*Stated task:* Starting with the line that contains "identify the dark" and running through the last line of the material below, lay out those lines as a JSON list of strings, one string per line, with blank lines left out.

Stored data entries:

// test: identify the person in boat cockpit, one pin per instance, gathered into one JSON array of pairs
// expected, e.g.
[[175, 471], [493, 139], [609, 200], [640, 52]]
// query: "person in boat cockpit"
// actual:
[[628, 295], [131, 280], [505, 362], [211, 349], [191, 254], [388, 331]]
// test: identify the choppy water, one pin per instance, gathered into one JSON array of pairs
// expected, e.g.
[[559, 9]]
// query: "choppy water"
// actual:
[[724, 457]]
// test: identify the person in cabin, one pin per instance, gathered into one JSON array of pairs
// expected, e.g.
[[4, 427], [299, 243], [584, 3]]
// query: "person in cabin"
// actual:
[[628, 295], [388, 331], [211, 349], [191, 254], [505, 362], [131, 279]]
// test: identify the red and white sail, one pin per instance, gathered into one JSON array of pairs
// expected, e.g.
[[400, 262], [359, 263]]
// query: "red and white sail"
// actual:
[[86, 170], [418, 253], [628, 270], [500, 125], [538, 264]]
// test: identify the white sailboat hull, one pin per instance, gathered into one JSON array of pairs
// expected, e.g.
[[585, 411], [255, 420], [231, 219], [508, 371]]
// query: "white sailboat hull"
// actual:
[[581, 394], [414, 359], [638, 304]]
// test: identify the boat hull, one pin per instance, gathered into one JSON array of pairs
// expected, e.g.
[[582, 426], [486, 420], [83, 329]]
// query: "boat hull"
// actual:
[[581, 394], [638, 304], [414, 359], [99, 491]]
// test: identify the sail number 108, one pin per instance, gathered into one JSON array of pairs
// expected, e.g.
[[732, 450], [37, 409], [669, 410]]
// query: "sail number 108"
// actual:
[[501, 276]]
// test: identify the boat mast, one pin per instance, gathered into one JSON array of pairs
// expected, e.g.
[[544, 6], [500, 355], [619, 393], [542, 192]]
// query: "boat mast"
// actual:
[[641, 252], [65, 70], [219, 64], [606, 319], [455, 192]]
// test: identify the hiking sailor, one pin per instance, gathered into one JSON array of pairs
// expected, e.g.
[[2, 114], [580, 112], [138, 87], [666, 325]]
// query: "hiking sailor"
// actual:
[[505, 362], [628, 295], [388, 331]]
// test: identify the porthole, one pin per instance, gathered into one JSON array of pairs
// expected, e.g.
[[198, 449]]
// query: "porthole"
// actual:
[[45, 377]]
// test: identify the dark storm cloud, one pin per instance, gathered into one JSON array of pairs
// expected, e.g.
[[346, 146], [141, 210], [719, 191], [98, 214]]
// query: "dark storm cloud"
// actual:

*The reply:*
[
  "// test: identify the dark storm cloud, one pin per instance, gathered into one JSON array of pairs",
  "// expected, e.g.",
  "[[346, 146], [141, 210], [719, 191], [98, 214]]",
  "// query: \"dark storm cloud\"",
  "// actual:"
]